Supplied information
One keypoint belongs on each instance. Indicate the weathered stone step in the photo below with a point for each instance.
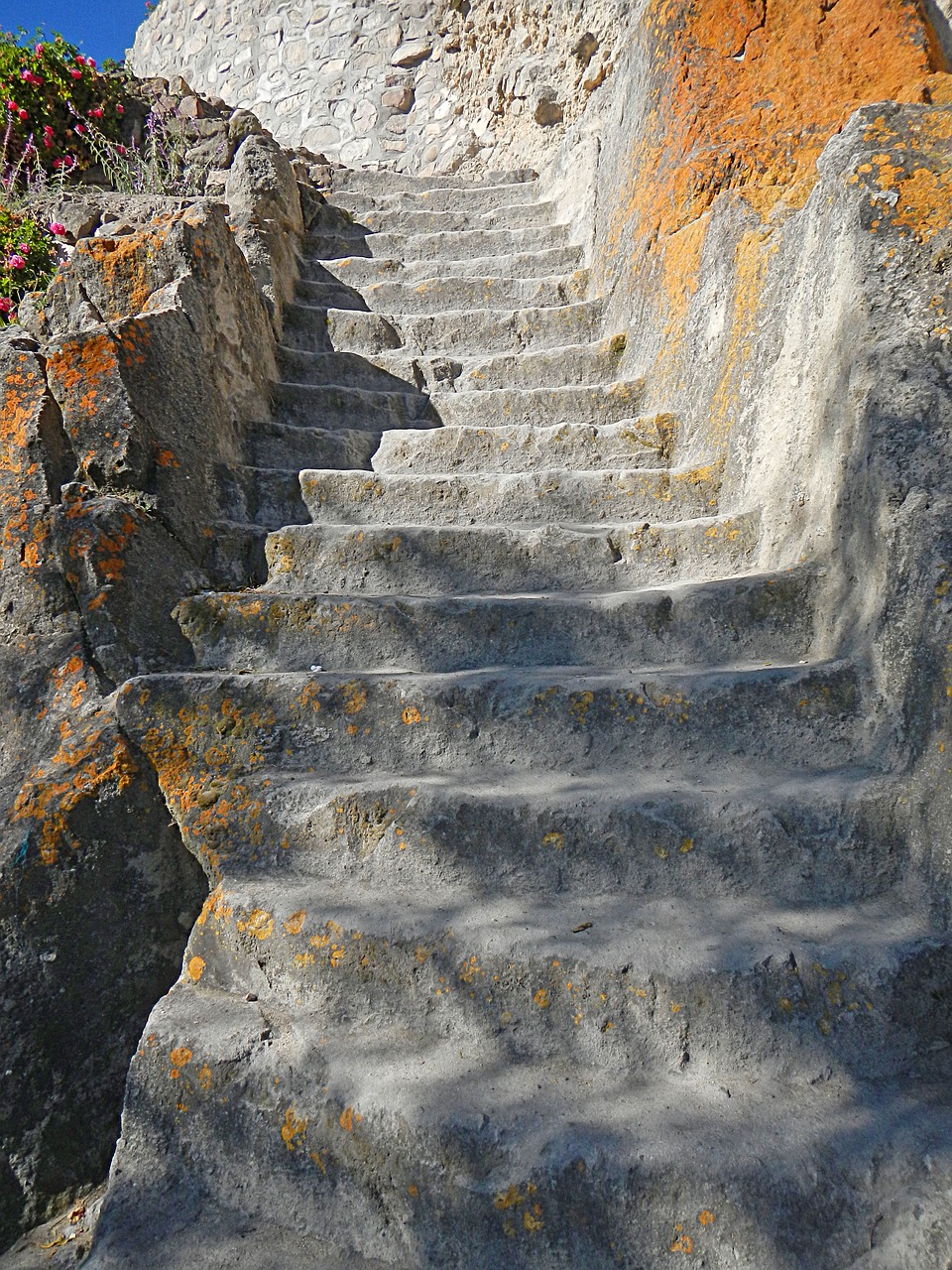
(363, 271)
(452, 333)
(753, 617)
(444, 294)
(721, 830)
(352, 409)
(592, 403)
(398, 183)
(393, 1151)
(522, 447)
(280, 444)
(537, 719)
(569, 365)
(676, 988)
(516, 498)
(270, 497)
(454, 561)
(461, 218)
(476, 199)
(448, 245)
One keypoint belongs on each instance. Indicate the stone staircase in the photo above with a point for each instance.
(558, 917)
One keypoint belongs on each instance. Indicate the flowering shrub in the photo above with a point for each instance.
(28, 257)
(53, 95)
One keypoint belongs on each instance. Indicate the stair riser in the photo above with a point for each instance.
(412, 561)
(330, 725)
(352, 181)
(585, 365)
(365, 271)
(266, 497)
(581, 447)
(539, 407)
(754, 621)
(347, 409)
(477, 200)
(466, 1198)
(416, 220)
(303, 447)
(458, 334)
(544, 498)
(448, 294)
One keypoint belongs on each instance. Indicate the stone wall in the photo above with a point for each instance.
(422, 87)
(140, 379)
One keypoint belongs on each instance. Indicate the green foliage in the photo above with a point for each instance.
(28, 259)
(53, 95)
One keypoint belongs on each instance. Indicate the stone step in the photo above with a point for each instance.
(329, 405)
(570, 365)
(546, 719)
(339, 408)
(526, 448)
(395, 1150)
(270, 497)
(460, 218)
(281, 444)
(476, 199)
(400, 559)
(722, 830)
(676, 988)
(763, 617)
(363, 271)
(356, 181)
(444, 294)
(518, 498)
(457, 333)
(447, 245)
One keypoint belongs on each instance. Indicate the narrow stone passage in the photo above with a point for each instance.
(555, 915)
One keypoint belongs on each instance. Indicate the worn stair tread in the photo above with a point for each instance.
(442, 334)
(578, 363)
(472, 558)
(771, 615)
(539, 497)
(416, 220)
(527, 447)
(539, 717)
(417, 298)
(411, 245)
(556, 263)
(652, 937)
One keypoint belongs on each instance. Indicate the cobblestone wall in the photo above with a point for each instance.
(419, 86)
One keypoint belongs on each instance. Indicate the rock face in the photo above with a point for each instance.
(126, 423)
(569, 905)
(574, 790)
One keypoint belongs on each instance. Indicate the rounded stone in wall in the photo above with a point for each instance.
(356, 150)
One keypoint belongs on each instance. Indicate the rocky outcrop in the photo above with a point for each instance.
(127, 417)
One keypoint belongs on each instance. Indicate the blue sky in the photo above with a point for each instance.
(100, 28)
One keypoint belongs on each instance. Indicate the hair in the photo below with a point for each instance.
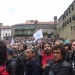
(32, 49)
(62, 49)
(45, 43)
(24, 46)
(60, 41)
(3, 49)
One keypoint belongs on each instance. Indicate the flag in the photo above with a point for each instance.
(12, 41)
(38, 34)
(66, 41)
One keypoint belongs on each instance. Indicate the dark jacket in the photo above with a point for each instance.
(61, 68)
(3, 70)
(32, 67)
(11, 66)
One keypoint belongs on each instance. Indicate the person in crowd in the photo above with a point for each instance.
(59, 42)
(3, 49)
(58, 66)
(67, 47)
(46, 54)
(73, 51)
(13, 63)
(32, 66)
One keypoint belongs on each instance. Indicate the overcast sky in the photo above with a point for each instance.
(18, 11)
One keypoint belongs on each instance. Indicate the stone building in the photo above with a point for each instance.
(66, 24)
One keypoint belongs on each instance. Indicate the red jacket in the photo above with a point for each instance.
(3, 70)
(46, 58)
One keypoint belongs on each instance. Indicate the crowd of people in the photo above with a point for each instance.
(42, 57)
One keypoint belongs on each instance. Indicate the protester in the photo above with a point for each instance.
(3, 49)
(46, 54)
(13, 63)
(32, 66)
(58, 66)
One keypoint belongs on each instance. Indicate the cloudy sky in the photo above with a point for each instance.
(18, 11)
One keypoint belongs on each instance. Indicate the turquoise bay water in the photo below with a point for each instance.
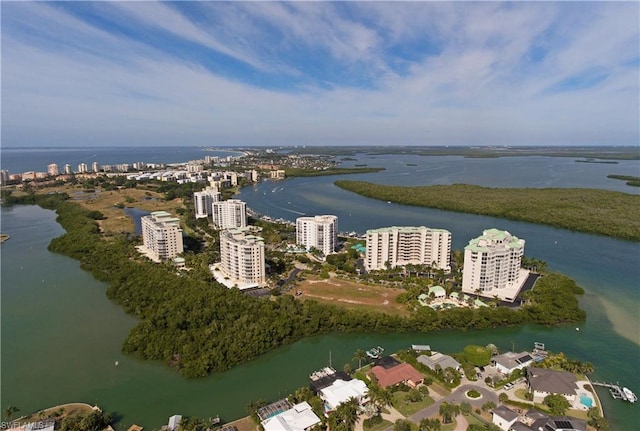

What you should do
Without the pictures, write out all of the material exactly.

Final answer
One keypoint belongs on each instance. Indicate the weathered stone step in the photo below with a point for each instance.
(363, 271)
(452, 333)
(753, 617)
(444, 294)
(721, 830)
(352, 409)
(592, 403)
(398, 183)
(393, 1151)
(522, 447)
(280, 444)
(537, 719)
(569, 365)
(676, 988)
(516, 498)
(270, 497)
(454, 561)
(461, 218)
(476, 199)
(448, 245)
One keypoint belongs on each instance. Indicate the stone staircase in the photo above with a point for each instance.
(558, 917)
One keypoint belongs on each instance. Indicate the flowering shrub in the photo above with a point for each instance.
(28, 257)
(53, 95)
One keypoint belongs on each instance. Indicate the stair riser in the photo above with a point for each instance.
(412, 561)
(330, 725)
(352, 181)
(585, 365)
(365, 271)
(266, 497)
(581, 447)
(539, 407)
(754, 621)
(347, 409)
(477, 200)
(466, 1198)
(416, 220)
(303, 447)
(458, 334)
(544, 498)
(448, 294)
One keypoint belongs on each instance. Indicate the stone wall in the photo above with a point for each instance.
(422, 87)
(140, 379)
One keypoint belongs on each instance. Indicate the green foliage in the photo above with a point for each instance.
(28, 259)
(53, 95)
One keypoint belongs on each instance. Indicate the stone step in the photo above with a point for each instance.
(329, 405)
(570, 365)
(546, 719)
(339, 408)
(526, 448)
(395, 1150)
(270, 497)
(460, 218)
(281, 444)
(476, 199)
(400, 559)
(722, 830)
(676, 988)
(763, 617)
(363, 271)
(356, 181)
(444, 294)
(518, 498)
(457, 333)
(447, 245)
One keypoint belongs on each instance. Indicate the narrow stone passage in the photo above with a point for each instance.
(555, 915)
One keypoint belongs on each instance. Indicate the worn stair tread in the photo above with a point for each instance.
(442, 334)
(578, 363)
(472, 558)
(771, 615)
(539, 497)
(416, 220)
(527, 447)
(539, 717)
(417, 298)
(411, 245)
(556, 263)
(652, 937)
One keypoint belongs on each instance. Indicate the cobblestone wall in the photo above with a point for each instance.
(419, 86)
One keypoint belongs on each instance. Indicate the rock face in the photo above with a point for each instance.
(126, 423)
(569, 905)
(574, 790)
One keypoint belongs on each instance. Indicate the rounded stone in wall in the photo above with a point for each instance.
(356, 150)
One keypoint belongs on each instance. Indicate the rocky outcrop in the photo above with a point for each instance.
(127, 417)
One keypoint belongs on each instance. Indicate the blue sky in the photo above with a point for each instance.
(100, 28)
One keypoint belongs on each instance. Indicate the hair in the photo below with a point for each instance.
(32, 49)
(62, 49)
(45, 43)
(24, 46)
(60, 41)
(3, 49)
One keypoint belongs on each instance. Indicate the flag in the photo above with a point for each instance.
(12, 41)
(38, 34)
(66, 41)
One keypoint belongs on each instance. Indicate the dark jacket in the photo above with a point for each instance.
(61, 68)
(3, 70)
(32, 67)
(11, 66)
One keypoint belongs on each instance. Indicate the person in crowd in the photo above with a point for each instance.
(59, 42)
(3, 49)
(58, 66)
(67, 47)
(46, 54)
(73, 51)
(13, 63)
(32, 66)
One keypoint belongs on each instance. Indicate the overcast sky in the photo above with a point for each instance.
(18, 11)
One keypoint belongs on each instance. Indicate the stone building in the photo above with a point for each instance.
(66, 24)
One keypoint belongs on each instance. Indicate the red jacket in the photo above with a point for each instance.
(3, 70)
(46, 58)
One keypoint belongs on each instance. Indicate the crowd of people in the photo above with a point for each instance.
(42, 57)
One keypoint belongs on each instance. Indicate the protester in the photo above with a point for each instance.
(3, 49)
(46, 54)
(13, 63)
(32, 66)
(58, 66)
One keypoint belongs on each instance. Indicate the cloudy sky in the photo above with a point for each instance.
(18, 11)
One keypoint belongs on each instance. Indicate the turquoise bay water in the photo below with a point for each instance.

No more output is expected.